• [Task description] Please reproduce the part of the North Brother Island comment thread between "Found your blog" and "to further works.", inclusive, without changing a single character.

• [Source text]
####
Interestingly, many of these photographs appear elsewhere with an attribution to a different photographer: Ian Ference.

http://www.dailymail.co.uk/news/article-2094823/North-Brother-Island-Eerie-pictures-abandoned-New-York-leper-colony.html

the duchess said...

Found your blog from The Blaze/Glenn Beck and glad I did. Your work's incredible. Well done.

will said...

the "The auditorium boasted a number of seats and a small stage.
" picture look at the top of the doorway u will see a little person btw awsum photos

Anonymous said...

Great Job!! I was driven here by a photo I saw on the free Metro News Paper...these photos are amazing..!!! I will be a good Idea to make this a museum...!!! I also read about Thypoid Mary she was there for years after she infected a lot of people with the bacteria.

Anonymous said...

Outstanding pictures and excellent write-up on the island. Keep up the good work and looking forward to further works.

Anonymous said...

I'd like to see photos of what it looked like in its heyday

Waseem said...
This comment has been removed by a blog administrator.
Greg Lyon said...

These photos are amazing and the history is too. I happened upon North Brother Island on Google Maps and the did a search and found this web site. Spent a very interesting hour or two reading it. Thanks.

Anonymous said...

Typhoid Mary Mallon should've been executed for putting the residents of NYC at risk. In the early 1980's the island would've best been used to house HIV/AIDS patients to protect the public and prevent the spread of disease.

Anonymous said...

I was in the Coast Guard working patrol boats on Governors Island in the late 70s. We used to visit the buildings here and they were in much better condition; it’s amazing what 35 years will do to a place. We also used to go to Ellis Island before it was restored. Later, I did the same job at Ft. Totten in Queens and was able to go to David’s Island and other places.

People don’t realize what amazing New York history is still there, waiting to be (hopefully) found. Thank you for sharing these pictures, it brought back a lot of memories from an earlier time in my life.

Harvey said...
####
[Collection entries]
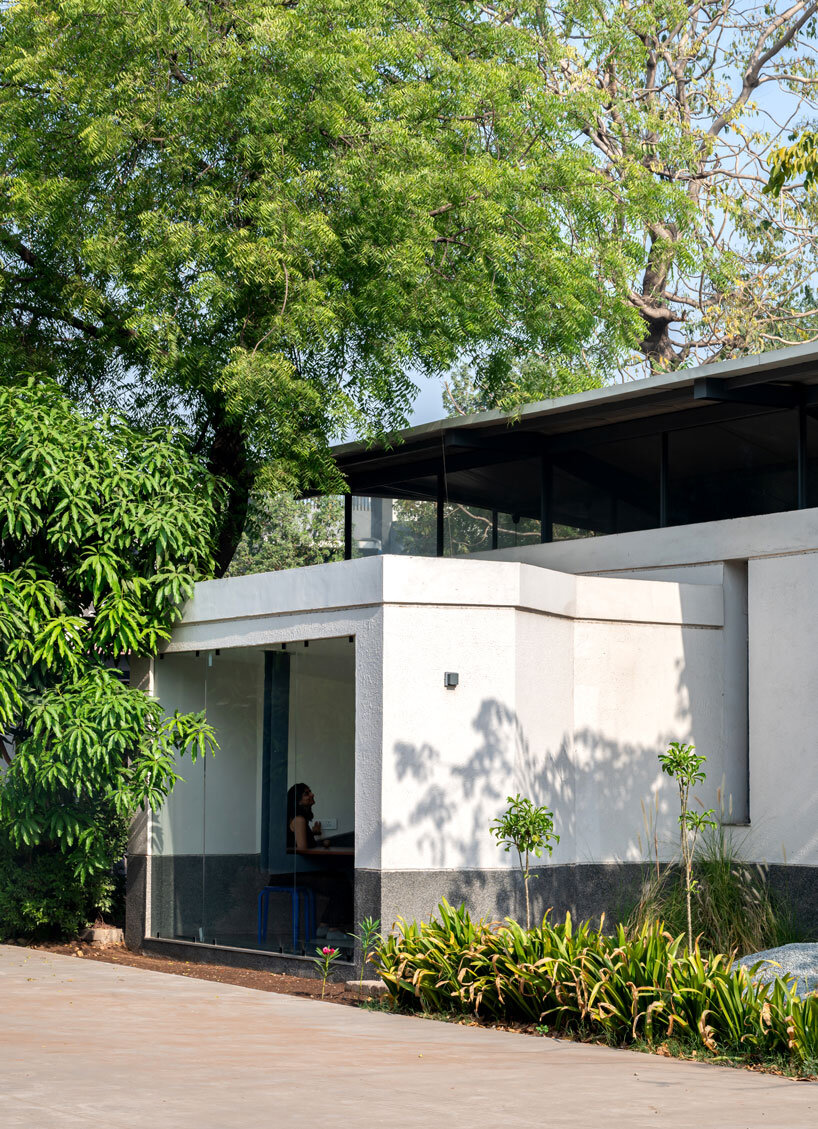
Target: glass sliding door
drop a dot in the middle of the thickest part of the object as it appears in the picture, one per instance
(235, 708)
(177, 830)
(255, 847)
(320, 789)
####
• [Exercise answer]
Found your blog from The Blaze/Glenn Beck and glad I did. Your work's incredible. Well done.

will said...

the "The auditorium boasted a number of seats and a small stage.
" picture look at the top of the doorway u will see a little person btw awsum photos

Anonymous said...

Great Job!! I was driven here by a photo I saw on the free Metro News Paper...these photos are amazing..!!! I will be a good Idea to make this a museum...!!! I also read about Thypoid Mary she was there for years after she infected a lot of people with the bacteria.

Anonymous said...

Outstanding pictures and excellent write-up on the island. Keep up the good work and looking forward to further works.